**EXTRACTED INFORMATION:**
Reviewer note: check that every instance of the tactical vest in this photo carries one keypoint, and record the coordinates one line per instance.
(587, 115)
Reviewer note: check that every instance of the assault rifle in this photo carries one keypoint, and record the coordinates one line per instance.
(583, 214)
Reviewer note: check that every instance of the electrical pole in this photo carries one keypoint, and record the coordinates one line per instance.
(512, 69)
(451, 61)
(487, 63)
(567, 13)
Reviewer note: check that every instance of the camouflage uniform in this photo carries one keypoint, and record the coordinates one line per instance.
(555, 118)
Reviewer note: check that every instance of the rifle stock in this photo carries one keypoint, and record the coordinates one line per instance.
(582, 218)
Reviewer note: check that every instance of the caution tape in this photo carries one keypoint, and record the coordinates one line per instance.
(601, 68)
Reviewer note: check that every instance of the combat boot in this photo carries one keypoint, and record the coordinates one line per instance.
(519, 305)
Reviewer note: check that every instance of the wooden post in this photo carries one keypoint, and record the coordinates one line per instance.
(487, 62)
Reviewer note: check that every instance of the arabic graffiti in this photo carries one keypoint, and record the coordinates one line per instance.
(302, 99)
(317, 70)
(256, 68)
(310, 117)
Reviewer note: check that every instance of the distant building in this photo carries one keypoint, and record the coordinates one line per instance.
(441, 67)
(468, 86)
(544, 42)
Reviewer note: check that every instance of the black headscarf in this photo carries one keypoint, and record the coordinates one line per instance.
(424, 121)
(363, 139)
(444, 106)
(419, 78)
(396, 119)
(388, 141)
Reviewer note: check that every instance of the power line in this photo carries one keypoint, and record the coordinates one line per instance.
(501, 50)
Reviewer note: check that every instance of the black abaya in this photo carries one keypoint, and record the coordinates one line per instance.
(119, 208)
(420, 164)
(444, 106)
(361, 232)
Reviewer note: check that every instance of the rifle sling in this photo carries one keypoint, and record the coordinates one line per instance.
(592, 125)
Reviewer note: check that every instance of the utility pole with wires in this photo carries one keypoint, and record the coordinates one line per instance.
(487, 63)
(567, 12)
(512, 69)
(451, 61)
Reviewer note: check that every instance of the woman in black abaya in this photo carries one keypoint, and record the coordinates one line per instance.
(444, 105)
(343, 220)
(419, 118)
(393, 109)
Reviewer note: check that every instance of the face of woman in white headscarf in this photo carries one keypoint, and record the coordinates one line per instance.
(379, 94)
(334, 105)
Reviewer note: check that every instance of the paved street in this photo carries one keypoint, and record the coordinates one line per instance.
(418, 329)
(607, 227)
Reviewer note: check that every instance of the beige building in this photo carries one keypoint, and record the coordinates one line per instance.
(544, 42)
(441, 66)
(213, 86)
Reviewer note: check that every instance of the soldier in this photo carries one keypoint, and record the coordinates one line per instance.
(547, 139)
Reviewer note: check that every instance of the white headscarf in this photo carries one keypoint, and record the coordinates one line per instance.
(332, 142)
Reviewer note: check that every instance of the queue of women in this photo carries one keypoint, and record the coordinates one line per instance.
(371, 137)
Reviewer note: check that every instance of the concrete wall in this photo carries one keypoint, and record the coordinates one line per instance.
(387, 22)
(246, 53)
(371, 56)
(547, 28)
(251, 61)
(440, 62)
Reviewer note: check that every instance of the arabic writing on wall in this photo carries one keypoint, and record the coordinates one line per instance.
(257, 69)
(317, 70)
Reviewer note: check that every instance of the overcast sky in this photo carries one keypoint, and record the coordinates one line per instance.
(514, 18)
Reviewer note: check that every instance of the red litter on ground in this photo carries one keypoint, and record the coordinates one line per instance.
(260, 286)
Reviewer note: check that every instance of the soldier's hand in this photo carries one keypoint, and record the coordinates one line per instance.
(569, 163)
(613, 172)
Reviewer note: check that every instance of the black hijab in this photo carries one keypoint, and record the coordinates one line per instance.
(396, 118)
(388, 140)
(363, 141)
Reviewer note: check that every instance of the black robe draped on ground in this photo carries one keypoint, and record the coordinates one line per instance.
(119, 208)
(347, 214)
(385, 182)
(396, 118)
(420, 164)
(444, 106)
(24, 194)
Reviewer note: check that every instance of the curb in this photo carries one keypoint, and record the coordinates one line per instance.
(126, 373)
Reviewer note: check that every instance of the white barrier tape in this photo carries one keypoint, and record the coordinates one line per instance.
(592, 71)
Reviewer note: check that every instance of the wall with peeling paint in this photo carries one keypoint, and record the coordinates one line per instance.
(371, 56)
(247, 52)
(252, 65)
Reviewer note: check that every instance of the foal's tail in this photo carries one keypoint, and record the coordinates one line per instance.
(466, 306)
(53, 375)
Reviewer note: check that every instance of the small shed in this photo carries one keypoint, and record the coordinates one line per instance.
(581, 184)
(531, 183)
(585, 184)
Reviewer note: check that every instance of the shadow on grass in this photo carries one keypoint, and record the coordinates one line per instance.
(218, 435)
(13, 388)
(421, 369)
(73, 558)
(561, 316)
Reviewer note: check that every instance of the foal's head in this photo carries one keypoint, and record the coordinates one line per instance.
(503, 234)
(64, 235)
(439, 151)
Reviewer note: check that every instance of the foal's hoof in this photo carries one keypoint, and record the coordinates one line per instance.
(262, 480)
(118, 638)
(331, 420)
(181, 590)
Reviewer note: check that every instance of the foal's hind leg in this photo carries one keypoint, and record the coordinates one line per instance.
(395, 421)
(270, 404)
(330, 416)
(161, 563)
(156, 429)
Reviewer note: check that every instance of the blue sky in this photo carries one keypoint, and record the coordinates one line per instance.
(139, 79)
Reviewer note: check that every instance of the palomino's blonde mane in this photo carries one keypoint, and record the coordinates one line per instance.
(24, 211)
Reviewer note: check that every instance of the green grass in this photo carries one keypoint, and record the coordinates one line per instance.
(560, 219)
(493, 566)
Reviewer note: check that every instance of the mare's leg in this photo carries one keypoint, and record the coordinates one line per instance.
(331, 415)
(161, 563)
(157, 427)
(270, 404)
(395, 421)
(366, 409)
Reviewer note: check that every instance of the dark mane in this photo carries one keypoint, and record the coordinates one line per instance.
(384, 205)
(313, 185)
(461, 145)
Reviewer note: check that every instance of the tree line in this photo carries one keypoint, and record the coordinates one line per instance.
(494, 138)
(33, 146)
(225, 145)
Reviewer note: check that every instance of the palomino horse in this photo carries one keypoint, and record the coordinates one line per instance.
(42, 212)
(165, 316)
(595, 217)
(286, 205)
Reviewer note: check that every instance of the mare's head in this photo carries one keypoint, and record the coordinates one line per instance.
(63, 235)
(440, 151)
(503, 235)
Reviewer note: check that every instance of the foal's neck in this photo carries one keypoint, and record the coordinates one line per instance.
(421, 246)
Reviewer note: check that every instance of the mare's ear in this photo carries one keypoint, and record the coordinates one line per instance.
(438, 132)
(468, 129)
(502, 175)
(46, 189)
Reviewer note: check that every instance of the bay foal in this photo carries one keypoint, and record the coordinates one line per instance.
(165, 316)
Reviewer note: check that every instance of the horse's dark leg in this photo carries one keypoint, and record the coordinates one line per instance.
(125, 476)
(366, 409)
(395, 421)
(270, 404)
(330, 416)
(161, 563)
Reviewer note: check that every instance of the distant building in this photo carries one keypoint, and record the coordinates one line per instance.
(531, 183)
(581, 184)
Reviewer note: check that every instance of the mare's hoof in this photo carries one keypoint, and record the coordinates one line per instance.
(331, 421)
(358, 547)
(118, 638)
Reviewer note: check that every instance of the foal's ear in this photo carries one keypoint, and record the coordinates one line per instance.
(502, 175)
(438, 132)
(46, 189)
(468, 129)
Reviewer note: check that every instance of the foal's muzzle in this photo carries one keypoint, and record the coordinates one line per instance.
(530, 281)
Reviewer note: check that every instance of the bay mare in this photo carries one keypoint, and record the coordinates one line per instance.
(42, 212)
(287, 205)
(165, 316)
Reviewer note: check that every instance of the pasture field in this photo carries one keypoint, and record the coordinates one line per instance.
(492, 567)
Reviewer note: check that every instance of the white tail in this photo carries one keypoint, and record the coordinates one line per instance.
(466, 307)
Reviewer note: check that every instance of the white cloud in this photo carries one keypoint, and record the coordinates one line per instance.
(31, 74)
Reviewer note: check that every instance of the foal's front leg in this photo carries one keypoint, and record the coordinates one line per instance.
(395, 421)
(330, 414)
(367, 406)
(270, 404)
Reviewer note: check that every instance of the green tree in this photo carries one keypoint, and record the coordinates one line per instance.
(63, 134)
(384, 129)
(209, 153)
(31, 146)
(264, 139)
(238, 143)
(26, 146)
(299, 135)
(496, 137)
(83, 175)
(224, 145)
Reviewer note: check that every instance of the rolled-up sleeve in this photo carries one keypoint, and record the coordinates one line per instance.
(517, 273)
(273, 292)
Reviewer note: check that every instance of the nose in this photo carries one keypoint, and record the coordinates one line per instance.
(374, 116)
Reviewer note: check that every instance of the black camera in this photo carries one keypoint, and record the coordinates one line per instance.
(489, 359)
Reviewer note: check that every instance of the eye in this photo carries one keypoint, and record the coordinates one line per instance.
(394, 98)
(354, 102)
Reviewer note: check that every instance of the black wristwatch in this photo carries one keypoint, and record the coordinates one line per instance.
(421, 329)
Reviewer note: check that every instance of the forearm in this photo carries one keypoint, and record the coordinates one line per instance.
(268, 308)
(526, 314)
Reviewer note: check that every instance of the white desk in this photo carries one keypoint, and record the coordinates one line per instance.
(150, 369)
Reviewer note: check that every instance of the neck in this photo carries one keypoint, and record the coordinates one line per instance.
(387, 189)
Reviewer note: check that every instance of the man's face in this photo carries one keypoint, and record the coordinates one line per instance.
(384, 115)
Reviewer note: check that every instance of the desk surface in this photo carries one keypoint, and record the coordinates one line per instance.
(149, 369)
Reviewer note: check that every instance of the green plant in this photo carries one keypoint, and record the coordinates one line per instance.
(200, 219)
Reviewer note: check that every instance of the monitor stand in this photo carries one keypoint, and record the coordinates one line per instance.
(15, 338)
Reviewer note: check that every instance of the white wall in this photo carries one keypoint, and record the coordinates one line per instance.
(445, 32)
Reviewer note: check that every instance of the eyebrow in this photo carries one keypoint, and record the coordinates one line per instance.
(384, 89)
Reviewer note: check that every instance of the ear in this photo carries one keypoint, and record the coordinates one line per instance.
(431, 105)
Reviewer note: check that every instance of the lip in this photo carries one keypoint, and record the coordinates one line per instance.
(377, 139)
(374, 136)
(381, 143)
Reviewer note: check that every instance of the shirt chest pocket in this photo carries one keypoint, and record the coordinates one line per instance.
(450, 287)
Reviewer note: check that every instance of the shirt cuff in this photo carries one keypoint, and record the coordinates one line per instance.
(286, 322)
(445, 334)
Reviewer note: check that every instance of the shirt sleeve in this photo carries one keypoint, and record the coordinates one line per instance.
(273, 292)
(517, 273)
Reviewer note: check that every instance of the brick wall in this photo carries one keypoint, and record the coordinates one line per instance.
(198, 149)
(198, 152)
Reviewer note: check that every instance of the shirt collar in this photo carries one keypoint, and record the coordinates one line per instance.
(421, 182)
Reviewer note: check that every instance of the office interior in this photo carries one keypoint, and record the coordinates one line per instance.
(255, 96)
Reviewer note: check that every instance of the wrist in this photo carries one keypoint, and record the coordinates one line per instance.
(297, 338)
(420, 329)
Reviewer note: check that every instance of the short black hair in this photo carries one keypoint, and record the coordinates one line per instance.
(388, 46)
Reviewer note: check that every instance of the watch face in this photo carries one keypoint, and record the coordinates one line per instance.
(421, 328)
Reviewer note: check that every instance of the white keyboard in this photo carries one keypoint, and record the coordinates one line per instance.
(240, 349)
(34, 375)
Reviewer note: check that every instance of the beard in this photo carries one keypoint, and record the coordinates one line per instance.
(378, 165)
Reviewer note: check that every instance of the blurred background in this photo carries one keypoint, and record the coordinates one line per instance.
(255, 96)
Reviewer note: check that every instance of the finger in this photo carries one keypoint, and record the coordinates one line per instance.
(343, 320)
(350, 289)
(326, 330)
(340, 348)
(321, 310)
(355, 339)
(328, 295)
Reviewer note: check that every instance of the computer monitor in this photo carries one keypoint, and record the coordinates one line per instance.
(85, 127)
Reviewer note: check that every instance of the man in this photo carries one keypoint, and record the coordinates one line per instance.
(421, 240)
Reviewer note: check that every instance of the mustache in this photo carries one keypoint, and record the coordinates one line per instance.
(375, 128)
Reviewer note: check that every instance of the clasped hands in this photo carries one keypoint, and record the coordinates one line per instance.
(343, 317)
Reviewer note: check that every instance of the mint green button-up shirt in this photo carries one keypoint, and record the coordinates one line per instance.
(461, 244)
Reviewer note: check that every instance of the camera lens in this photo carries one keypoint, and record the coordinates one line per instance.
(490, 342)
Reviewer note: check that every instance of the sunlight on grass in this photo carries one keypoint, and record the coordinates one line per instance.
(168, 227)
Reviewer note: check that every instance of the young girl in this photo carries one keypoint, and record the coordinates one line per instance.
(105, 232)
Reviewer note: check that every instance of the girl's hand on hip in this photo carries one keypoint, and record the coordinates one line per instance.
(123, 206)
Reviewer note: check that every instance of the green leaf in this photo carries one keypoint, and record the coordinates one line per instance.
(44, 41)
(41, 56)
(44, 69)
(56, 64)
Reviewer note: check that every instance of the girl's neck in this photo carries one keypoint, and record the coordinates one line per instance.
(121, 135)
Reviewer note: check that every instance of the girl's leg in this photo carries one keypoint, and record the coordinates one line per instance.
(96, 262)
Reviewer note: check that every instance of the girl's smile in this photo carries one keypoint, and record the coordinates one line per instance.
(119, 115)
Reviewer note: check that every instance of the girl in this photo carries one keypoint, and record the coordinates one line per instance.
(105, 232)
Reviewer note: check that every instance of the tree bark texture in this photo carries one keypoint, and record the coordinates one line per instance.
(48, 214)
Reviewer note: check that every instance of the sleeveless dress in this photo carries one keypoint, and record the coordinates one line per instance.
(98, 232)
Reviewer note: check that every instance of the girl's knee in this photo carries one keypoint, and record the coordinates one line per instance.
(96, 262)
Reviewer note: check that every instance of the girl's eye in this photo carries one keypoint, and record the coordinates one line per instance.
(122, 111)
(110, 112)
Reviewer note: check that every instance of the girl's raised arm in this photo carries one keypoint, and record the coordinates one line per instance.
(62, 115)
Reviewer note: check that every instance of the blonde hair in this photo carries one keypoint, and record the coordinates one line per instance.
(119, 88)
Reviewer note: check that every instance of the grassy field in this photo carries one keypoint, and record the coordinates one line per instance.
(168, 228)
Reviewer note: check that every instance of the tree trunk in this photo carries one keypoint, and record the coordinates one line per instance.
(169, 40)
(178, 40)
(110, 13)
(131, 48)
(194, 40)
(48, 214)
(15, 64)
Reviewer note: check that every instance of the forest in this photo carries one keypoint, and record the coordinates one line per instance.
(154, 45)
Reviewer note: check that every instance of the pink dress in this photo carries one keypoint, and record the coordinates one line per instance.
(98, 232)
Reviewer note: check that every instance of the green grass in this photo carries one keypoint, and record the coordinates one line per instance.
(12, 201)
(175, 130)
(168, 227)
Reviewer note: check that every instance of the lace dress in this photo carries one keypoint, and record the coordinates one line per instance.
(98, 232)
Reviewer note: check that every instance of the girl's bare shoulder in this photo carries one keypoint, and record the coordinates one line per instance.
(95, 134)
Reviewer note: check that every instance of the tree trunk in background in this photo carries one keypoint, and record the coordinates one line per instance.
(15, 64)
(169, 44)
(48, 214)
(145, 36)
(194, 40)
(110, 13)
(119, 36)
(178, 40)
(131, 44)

**PROMPT:** In the answer, restate word for word each line from the one with "trunk in background" through the end of the material above.

**WORKED SOLUTION:**
Reviewer note: check that every instance of the tree trunk in background in this photo carries one keypoint, and record the coordinates one line per instance.
(15, 64)
(169, 44)
(48, 214)
(145, 36)
(194, 40)
(110, 13)
(119, 36)
(178, 40)
(131, 44)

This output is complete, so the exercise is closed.